指示 ::
**a.** F1の記事のうち、「先週末になって突然、ロータス」から「ートを巡る微妙な情勢がある。」までの部分を、両端も含めて一字一句そのままもう一度書き出してもらえますか。
**b.** F1の記事で、姓と名の両方が書かれている人物は誰ですか。すべて挙げてください。

記事 ::
● ● ● ● ●

【F1】可夢偉の復活は?来季シート争い最新情報
レッドブルのセバスチャン・ベッテルが圧倒的な速さと強さで史上最多となるシーズン8連勝を飾ったアメリカGP(USGP)。
そのパドックで、最も大きな人だかりができていたのはロータスのホスピタリティユニットの前だった。それはロータスのロマン・グロージャンがレッドブルのマーク・ウェバーを下して今回2位表彰台を獲得したからではなく、2014年に向けて、このチームが、パドックの話題の中心になっているからだ。
先週末になって突然、ロータスのキミ・ライコネンが古傷の背中の手術を受けることになり、チームは代役探しに奔走することとなった。結果的にケータハムのリザーブドライバーを務めていたヘイキ・コバライネンが起用されることになったが、彼は先週火曜の夜に電話でオファーを受け、水曜にイギリスのファクトリーでシート合わせや準備をし、木曜の昼過ぎにアメリカのオースティンに到着してチームに合流した。
この、なんとも慌ただしい代役決定の背景には、ロータスの来季シートを巡る微妙な情勢がある。

● ● ● ● ●

資料 ::
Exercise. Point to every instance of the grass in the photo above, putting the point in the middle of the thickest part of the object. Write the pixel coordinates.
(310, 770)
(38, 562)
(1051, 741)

● ● ● ● ●

解答 ::
**a.**
先週末になって突然、ロータスのキミ・ライコネンが古傷の背中の手術を受けることになり、チームは代役探しに奔走することとなった。結果的にケータハムのリザーブドライバーを務めていたヘイキ・コバライネンが起用されることになったが、彼は先週火曜の夜に電話でオファーを受け、水曜にイギリスのファクトリーでシート合わせや準備をし、木曜の昼過ぎにアメリカのオースティンに到着してチームに合流した。
この、なんとも慌ただしい代役決定の背景には、ロータスの来季シートを巡る微妙な情勢がある。

**b.** セバスチャン・ベッテル、ロマン・グロージャン、マーク・ウェバー、キミ・ライコネン、ヘイキ・コバライネン